─── Text segment

Charles Afuakwah (born 27 June 1966 in Ghana) is a Ghanaian-born Scottish former rugby union player who played for Glasgow Rugby, now Glasgow Warriors at the Lock position.

Rugby Union career

Amateur career

Before professionalism he played for Glasgow Academicals RFC.

He played for newly merged team Glasgow Hawks from 1997 while he still played with the professional Glasgow side.

Provincial and professional career

He played for the provincial Glasgow District side before it became professional as Glasgow Warriors.

When the provincial side professionalised in 1996, Afuakwah was the starting Lock in Glasgow's European Rugby Challenge Cup match against French side AS Montferrand. He has the Glasgow Warrior No. 24.

──────
─── Listed entries

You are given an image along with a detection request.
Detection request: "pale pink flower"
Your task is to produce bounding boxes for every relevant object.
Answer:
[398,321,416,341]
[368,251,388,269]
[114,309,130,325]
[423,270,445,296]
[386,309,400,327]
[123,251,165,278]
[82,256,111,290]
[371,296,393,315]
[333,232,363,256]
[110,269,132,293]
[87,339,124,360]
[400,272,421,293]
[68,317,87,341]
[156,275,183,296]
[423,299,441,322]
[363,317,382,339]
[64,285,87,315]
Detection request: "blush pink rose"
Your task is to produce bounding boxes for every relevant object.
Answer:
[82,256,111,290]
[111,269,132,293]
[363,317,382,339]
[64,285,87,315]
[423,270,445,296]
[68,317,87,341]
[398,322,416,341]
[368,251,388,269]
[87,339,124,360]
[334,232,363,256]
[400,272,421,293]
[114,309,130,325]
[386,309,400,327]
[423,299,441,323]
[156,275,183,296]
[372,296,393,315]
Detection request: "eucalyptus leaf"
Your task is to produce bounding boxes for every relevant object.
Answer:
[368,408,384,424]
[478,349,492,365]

──────

§ **What is asked**:
A - In the Charles Afuakwah biography, which French side did Glasgow play in the European Rugby Challenge Cup match where he started at Lock?
B - Write what follows the last sentence of the Charles Afuakwah biography.

§ **Responses**:
A - AS Montferrand

B -
Afuakwah played for Glasgow in the European Cup matches against Ulster Rugby and London Wasps in season 1997-98. Glasgow won against Ulster Rugby but was beaten by Wasps.

He left Glasgow to solely play for amateur side Glasgow Hawks RFC in 1998 on Glasgow's merger with Caledonia Reds.

Administrative career

He is now President of the Glasgow Hawks club.

Dental career

Outwith rugby, Afuakwah is now a dentist practising at Crosshill Dental Practice in Port Glasgow.

External links 

EPC profile
Golden try rule
 Statbunker

References 

1966 births
Living people
Glasgow Warriors players
Scottish rugby union players
Glasgow Hawks players
Glasgow Academicals rugby union players
Place of birth missing (living people)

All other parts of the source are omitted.